[EXERCISE]:
Of all the entries below, only the lines from the one with "Query: green pesto layer" up to and including the one with "[[86, 269], [286, 409], [259, 407]]" are to be duplicated exactly.

--- DATA FOR THIS EXERCISE Enclosed Below ---

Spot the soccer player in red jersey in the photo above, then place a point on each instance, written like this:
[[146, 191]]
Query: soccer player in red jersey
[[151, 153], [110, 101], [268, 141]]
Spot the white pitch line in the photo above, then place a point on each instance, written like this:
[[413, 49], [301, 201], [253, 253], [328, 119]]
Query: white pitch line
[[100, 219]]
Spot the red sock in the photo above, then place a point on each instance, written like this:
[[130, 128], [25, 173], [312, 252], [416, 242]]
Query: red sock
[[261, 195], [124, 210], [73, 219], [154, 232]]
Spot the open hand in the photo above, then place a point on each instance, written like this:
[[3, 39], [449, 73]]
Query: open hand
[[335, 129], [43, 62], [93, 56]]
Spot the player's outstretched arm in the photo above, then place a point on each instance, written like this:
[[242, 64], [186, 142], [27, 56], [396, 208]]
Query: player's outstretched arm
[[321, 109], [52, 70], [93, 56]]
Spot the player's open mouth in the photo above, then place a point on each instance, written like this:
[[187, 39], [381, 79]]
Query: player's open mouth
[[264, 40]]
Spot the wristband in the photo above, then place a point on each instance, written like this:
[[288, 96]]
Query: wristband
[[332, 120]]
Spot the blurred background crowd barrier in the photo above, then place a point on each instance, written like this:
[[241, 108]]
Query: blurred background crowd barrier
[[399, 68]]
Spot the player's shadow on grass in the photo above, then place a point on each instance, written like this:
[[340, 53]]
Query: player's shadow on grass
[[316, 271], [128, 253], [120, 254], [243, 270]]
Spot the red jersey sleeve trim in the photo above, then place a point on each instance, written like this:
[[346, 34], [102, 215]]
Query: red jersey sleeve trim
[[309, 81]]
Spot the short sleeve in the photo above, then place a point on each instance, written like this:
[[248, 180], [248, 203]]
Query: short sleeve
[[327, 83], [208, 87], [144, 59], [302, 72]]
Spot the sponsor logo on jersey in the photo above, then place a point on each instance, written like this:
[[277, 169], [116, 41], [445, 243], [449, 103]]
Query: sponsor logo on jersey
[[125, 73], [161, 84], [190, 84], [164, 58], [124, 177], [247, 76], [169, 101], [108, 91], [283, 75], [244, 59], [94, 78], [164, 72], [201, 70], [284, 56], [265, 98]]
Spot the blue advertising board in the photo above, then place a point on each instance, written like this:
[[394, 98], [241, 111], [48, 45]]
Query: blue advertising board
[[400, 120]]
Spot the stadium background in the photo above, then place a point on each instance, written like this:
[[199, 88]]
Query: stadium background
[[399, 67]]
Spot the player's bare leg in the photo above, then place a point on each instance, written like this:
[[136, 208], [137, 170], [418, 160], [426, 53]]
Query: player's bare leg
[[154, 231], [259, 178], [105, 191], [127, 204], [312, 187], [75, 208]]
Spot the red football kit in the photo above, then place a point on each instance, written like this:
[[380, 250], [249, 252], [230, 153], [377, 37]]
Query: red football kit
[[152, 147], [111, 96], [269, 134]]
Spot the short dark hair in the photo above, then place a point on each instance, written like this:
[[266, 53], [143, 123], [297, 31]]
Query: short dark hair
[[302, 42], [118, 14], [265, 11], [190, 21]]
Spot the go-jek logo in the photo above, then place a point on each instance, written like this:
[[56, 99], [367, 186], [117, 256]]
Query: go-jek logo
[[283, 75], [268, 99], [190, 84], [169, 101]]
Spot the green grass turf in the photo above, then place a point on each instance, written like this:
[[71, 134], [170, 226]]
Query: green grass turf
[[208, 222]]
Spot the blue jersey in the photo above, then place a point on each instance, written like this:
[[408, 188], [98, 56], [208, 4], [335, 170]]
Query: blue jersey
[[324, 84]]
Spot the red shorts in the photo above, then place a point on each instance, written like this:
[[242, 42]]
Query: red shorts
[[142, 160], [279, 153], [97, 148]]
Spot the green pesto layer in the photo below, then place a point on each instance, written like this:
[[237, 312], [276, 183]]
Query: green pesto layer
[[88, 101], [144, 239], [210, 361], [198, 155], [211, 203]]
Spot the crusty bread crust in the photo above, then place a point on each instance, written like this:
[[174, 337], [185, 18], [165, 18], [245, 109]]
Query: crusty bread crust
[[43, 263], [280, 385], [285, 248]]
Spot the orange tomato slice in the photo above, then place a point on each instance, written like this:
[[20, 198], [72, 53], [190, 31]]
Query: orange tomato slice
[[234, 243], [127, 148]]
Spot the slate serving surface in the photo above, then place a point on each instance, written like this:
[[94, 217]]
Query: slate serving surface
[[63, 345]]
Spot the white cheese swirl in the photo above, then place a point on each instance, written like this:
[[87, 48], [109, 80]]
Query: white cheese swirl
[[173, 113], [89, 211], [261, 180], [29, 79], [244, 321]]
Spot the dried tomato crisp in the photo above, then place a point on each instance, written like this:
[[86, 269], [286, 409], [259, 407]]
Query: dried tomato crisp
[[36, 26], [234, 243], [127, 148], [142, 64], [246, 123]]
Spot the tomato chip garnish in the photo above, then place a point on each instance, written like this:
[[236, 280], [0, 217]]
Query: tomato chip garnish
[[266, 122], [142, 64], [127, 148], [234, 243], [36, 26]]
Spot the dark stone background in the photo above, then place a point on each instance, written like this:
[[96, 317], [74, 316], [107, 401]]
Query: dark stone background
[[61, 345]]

--- End of Enclosed DATA FOR THIS EXERCISE ---

[ANSWER TO THE EXERCISE]:
Query: green pesto layer
[[88, 101], [144, 239], [210, 361], [198, 155], [211, 203]]
Spot the crusty bread crust in the photo above, then place a point on each instance, written like this:
[[174, 337], [185, 18], [165, 18], [245, 109]]
Query: crusty bread crust
[[43, 263], [280, 385], [285, 248]]
Spot the orange tomato slice in the photo above, then place a point on each instance, written like this:
[[20, 198], [72, 53], [190, 31]]
Query: orange tomato slice
[[234, 243], [127, 148]]
Spot the slate serving surface in the photo above, then place a point on each instance, written like this:
[[94, 217]]
Query: slate serving surface
[[63, 345]]
Spot the white cheese swirl in the photo above, then place a point on each instance, written like this:
[[87, 48], [109, 80]]
Query: white cheese swirl
[[173, 113], [89, 211], [261, 180], [29, 79], [244, 321]]
Spot the dried tomato crisp in the photo above, then place a point on each instance, written like this:
[[86, 269], [286, 409], [259, 407]]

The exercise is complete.